---------- Text section ----------

LorenFrankLab / spyglass

Neuroscience data analysis framework for reproducible research built by Loren Frank Lab at UCSF
https://lorenfranklab.github.io/spyglass/
MIT License
94 stars 42 forks source link

Edited installs impact data provenance #1087

Open CBroz1 opened 2 months ago

CBroz1 commented 2 months ago

A user's edited fork of Spyglass has been used to process data in common_ephys.LFPBand here. This edit impacted the following files, and perhaps others

In the short term, the data should be edited to reflect the pipeline without this edit

In the long term, we need norms that dictate how one can/cannot edit spyglass to maintain confidence in data provenance

rly commented 1 month ago

You could check whether a user is running an editable install of spyglass

from importlib_metadata import Distribution
getattr(Distribution.from_name("spyglass-neuro").origin.dir_info, "editable", False)  # returns True for editable install
getattr(Distribution.from_name("numpy").origin.dir_info, "editable", False)  # returns False for not

and has a dirty git environment:

git status --untracked-files=no --porcelain  # returns empty string or line if no changes besides untracked files

or is not on the master branch

git rev-parse --abbrev-ref HEAD  # returns just the name of the branch

(Or is not on the list commit)

---------- Information supplied ----------

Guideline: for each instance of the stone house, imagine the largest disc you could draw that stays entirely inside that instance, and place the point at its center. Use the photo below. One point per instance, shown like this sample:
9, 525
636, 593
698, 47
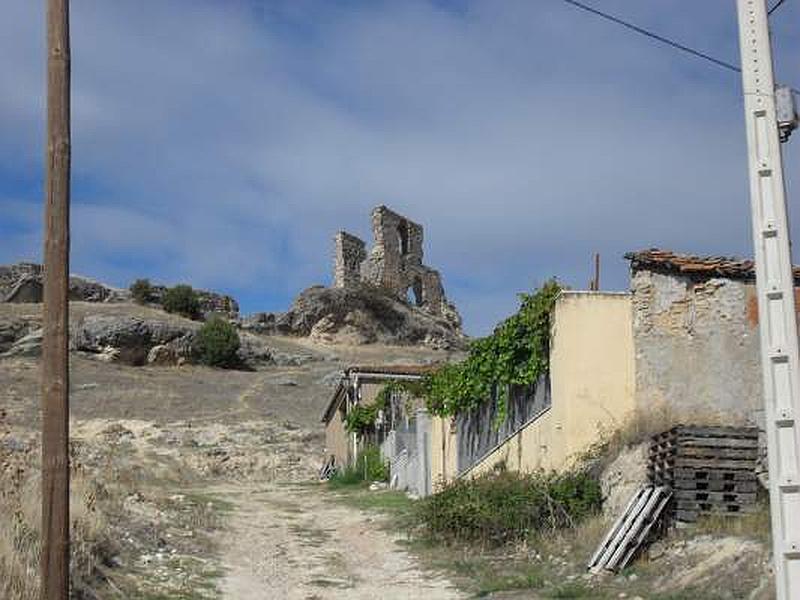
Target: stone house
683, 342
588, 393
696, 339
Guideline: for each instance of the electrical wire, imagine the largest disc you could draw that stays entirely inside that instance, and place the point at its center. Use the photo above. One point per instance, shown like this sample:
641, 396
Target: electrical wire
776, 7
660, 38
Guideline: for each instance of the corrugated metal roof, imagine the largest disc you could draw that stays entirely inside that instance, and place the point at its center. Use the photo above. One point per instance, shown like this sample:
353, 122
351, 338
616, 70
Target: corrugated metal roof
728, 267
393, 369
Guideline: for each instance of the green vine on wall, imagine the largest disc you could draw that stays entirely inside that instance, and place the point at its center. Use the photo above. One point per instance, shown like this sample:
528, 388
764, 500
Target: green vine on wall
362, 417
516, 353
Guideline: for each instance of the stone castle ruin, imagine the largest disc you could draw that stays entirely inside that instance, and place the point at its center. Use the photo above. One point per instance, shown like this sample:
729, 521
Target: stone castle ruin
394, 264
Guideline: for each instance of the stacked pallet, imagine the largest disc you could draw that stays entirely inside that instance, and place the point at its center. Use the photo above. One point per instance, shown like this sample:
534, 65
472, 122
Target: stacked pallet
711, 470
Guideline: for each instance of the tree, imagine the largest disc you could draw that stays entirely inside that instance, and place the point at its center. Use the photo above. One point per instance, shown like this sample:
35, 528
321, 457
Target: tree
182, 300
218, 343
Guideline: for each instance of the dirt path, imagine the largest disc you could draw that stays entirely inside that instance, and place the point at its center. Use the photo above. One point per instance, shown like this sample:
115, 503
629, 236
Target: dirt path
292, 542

----------
---------- Information supplied ----------

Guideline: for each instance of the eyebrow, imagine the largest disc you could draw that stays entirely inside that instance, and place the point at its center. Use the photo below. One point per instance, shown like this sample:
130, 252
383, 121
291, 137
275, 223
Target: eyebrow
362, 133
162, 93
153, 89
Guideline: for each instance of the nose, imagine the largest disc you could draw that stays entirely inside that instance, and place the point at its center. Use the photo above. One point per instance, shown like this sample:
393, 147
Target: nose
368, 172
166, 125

----------
---------- Information supplied ----------

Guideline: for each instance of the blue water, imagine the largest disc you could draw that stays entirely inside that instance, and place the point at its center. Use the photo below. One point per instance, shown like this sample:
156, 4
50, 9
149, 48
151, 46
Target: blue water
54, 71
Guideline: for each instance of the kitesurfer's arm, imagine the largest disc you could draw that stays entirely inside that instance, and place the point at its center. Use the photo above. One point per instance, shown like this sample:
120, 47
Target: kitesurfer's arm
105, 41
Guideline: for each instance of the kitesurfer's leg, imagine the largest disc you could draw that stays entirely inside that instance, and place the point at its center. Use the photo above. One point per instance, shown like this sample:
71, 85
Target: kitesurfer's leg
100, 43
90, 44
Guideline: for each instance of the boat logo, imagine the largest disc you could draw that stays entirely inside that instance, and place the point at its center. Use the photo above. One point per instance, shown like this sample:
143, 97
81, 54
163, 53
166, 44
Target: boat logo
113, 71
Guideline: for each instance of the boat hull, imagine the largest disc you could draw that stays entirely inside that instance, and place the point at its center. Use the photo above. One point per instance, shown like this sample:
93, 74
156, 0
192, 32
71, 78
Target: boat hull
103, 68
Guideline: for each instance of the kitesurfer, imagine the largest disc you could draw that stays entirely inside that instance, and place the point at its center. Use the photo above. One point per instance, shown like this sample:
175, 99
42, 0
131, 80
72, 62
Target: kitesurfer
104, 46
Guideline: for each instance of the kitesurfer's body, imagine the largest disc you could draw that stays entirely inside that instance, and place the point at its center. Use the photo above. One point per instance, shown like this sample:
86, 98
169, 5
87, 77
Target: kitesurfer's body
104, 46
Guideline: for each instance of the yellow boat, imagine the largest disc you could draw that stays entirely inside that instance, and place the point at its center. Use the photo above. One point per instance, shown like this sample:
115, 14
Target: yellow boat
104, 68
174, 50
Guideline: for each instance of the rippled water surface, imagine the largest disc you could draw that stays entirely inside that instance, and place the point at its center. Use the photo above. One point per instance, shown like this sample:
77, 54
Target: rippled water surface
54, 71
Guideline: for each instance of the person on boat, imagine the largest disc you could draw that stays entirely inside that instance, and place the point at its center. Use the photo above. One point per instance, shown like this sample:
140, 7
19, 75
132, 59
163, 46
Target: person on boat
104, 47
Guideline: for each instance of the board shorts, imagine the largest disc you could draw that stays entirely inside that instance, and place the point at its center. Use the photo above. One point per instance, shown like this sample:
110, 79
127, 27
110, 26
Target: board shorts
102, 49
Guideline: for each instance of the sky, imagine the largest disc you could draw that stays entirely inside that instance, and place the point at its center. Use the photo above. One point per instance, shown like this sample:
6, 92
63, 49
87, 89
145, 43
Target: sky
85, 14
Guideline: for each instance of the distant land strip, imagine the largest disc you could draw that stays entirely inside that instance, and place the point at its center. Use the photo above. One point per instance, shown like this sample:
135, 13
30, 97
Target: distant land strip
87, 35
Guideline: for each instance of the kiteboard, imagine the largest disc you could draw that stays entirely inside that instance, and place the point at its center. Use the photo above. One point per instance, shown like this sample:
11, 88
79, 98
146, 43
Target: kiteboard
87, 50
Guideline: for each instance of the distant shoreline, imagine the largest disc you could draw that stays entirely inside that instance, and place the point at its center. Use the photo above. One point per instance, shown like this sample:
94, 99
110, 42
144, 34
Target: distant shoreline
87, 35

----------

Set tasks:
1) From the Spyglass provenance thread, list every command-line option that begins with two hyphens.
2) Echo the Spyglass provenance thread from the words "git status --untracked-files=no" up to and including the words "the list commit)".
The lines above play no part in these exercises.

Solved problems:
1)
--untracked-files=no
--porcelain
--abbrev-ref

2)
git status --untracked-files=no --porcelain  # returns empty string or line if no changes besides untracked files

or is not on the master branch

git rev-parse --abbrev-ref HEAD  # returns just the name of the branch

(Or is not on the list commit)